● SHORT PROBLEM 1: In the records, reproduce the lines starting with the line that contains "Search target: driftwood" and going on through the end of the records, switching "island" to "islet" wherever it occurs and leaving all else unchanged.

● EXCERPTED PASSAGE:
[BEGIN]

Referring to fig. 2 and 3, fig. 3 is an exploded view of the electronic device according to the present invention. The metal housing H includes a first housing H1 and a second housing H2. The slot S is provided at a side frame H11 of the first housing H1. As shown in fig. 3, the side frame H11 extends upward in the positive Y-axis direction. The first shell H1 is a C piece of the notebook computer, and the second shell H2 is a D piece of the notebook computer. It should be noted that, as seen in the Y-axis direction shown in fig. 1 to 3, fig. 2 and 3 are schematic diagrams of the electronic device D of fig. 1 after being flipped. Thus, in fig. 2 and 3, the second housing H2 is above the first housing H1. The antenna module M includes a carrier 1, a feeding member 2, a radiating member 3, and a grounding member (the second grounding portion 42 in fig. 3 is a part of the grounding member). For example, the carrier 1 may be a Speaker (Speaker), but the invention is not limited thereto. The carrier 1 is disposed between the first housing H1 and the second housing H2, and the feeding member 2, the radiating member 3, and the grounding member are disposed on the carrier 1. The feeding element 2 is used for feeding a signal. The radiation element 3 is disposed on a surface of the carrier 1 near the slot S, and the radiation element 3 is connected to the feeding element 2.

Referring to fig. 3 to 5, fig. 4 and 5 show schematic views of the antenna module according to the first embodiment of the invention at different viewing angles, and fig. 4 and 5 further enlarge the structure of the slot S. It should be noted that, the carrier 1 in fig. 2 has a three-dimensional structure with an L-shape. For convenience of description, the carrier 1 in fig. 4 and 5 is shown in a simplified structure, and the present invention is not limited to the structure and shape of the carrier 1. The slot S includes an open end S0, a first closed end S1 and a second closed end S2. The opening end S0 is located between the first closed end S1 and the second closed end S2, so that the slot S forms a T-shape. It should be noted that the second housing H2 has a window H0 formed of a nonmetallic material in a region adjacent to the slot S. Therefore, when the first housing H1 is assembled with the second housing H2, the region of the second housing H2 formed of metal does not cover the open end S0 of the slot S of the first housing H1. Thus, the slot S is effectively a slotted (Open slot) structure.

With continued reference to fig. 4 and 5, the carrier 1 has a first surface 11 and a second surface 12 disposed opposite to each other, and a third surface 13 and a fourth surface 14 disposed opposite to each other, and the third surface 13 and the fourth surface 14 are located between the first surface 11 and the second surface 12. The third surface 13 faces the first housing H1, the fourth surface 14 faces the second housing H2, and the first surface 11 faces the slot S. The radiator 3 is arranged on the first surface 11. The vertical projection of the radiation element 3 projected on the metal housing H at least partially overlaps the slot S, and excites the slot S to generate a plurality of operating bands.

[END]

● SHORT PROBLEM 2: Transcribe the antenna-module excerpt word for word, starting with "With continued reference" and going on through "of operating bands.".

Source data

[BEGIN]

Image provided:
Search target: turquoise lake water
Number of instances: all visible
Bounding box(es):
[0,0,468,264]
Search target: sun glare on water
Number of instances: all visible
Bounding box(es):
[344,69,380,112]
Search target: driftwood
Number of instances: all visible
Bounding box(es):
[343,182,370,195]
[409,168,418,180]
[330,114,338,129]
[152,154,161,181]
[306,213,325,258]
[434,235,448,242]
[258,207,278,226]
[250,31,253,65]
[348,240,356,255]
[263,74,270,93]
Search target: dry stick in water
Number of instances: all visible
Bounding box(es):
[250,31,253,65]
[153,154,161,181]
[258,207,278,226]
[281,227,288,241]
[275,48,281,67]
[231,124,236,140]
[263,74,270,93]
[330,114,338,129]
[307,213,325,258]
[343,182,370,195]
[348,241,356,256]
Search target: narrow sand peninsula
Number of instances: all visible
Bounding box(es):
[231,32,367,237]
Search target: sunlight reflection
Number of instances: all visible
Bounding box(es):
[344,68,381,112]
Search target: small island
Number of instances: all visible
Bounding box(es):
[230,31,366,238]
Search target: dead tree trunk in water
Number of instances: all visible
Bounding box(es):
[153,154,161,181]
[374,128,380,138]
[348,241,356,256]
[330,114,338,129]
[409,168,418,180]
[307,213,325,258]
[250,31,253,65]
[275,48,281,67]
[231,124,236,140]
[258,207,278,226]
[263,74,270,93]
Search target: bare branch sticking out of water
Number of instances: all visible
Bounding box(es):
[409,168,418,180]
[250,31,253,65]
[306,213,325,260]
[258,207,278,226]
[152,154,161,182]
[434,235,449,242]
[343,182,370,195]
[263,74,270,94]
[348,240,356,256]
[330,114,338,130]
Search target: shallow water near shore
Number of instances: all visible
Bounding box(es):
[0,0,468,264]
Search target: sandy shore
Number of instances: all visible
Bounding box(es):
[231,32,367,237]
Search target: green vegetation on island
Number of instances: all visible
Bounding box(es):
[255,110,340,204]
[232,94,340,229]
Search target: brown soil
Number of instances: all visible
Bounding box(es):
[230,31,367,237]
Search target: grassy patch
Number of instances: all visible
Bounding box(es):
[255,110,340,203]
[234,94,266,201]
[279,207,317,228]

[END]

● CORRECT RESULT 1:
Search target: driftwood
Number of instances: all visible
Bounding box(es):
[343,182,370,195]
[409,168,418,180]
[330,114,338,129]
[152,154,161,181]
[306,213,325,258]
[434,235,448,242]
[258,207,278,226]
[250,31,253,65]
[348,240,356,255]
[263,74,270,93]
Search target: dry stick in water
Number of instances: all visible
Bounding box(es):
[250,31,253,65]
[153,154,161,181]
[258,207,278,226]
[281,227,288,241]
[275,48,281,67]
[231,124,236,140]
[263,74,270,93]
[330,114,338,129]
[307,213,325,258]
[343,182,370,195]
[348,241,356,256]
Search target: narrow sand peninsula
Number of instances: all visible
Bounding box(es):
[231,32,367,237]
Search target: sunlight reflection
Number of instances: all visible
Bounding box(es):
[344,68,381,112]
Search target: small islet
Number of instances: all visible
Bounding box(es):
[230,31,366,238]
Search target: dead tree trunk in water
Number of instances: all visible
Bounding box(es):
[153,154,161,181]
[374,128,380,138]
[348,241,356,256]
[330,114,338,129]
[409,168,418,180]
[307,213,325,258]
[250,31,253,65]
[275,48,281,67]
[231,124,236,140]
[258,207,278,226]
[263,74,270,93]
Search target: bare branch sticking out of water
Number of instances: all visible
Bounding box(es):
[409,168,418,180]
[250,31,253,65]
[306,213,325,260]
[258,207,278,226]
[152,154,161,182]
[434,235,449,242]
[343,182,370,195]
[263,74,270,94]
[348,240,356,256]
[330,114,338,130]
Search target: shallow water near shore
Number of instances: all visible
Bounding box(es):
[0,0,468,264]
Search target: sandy shore
Number of instances: all visible
Bounding box(es):
[231,32,367,237]
Search target: green vegetation on islet
Number of instances: all visible
Bounding box(es):
[255,110,340,204]
[232,94,340,229]
Search target: brown soil
Number of instances: all visible
Bounding box(es):
[230,31,367,237]
Search target: grassy patch
Number of instances: all visible
Bounding box(es):
[255,110,340,203]
[234,94,266,201]
[279,207,317,228]

● CORRECT RESULT 2:
With continued reference to fig. 4 and 5, the carrier 1 has a first surface 11 and a second surface 12 disposed opposite to each other, and a third surface 13 and a fourth surface 14 disposed opposite to each other, and the third surface 13 and the fourth surface 14 are located between the first surface 11 and the second surface 12. The third surface 13 faces the first housing H1, the fourth surface 14 faces the second housing H2, and the first surface 11 faces the slot S. The radiator 3 is arranged on the first surface 11. The vertical projection of the radiation element 3 projected on the metal housing H at least partially overlaps the slot S, and excites the slot S to generate a plurality of operating bands.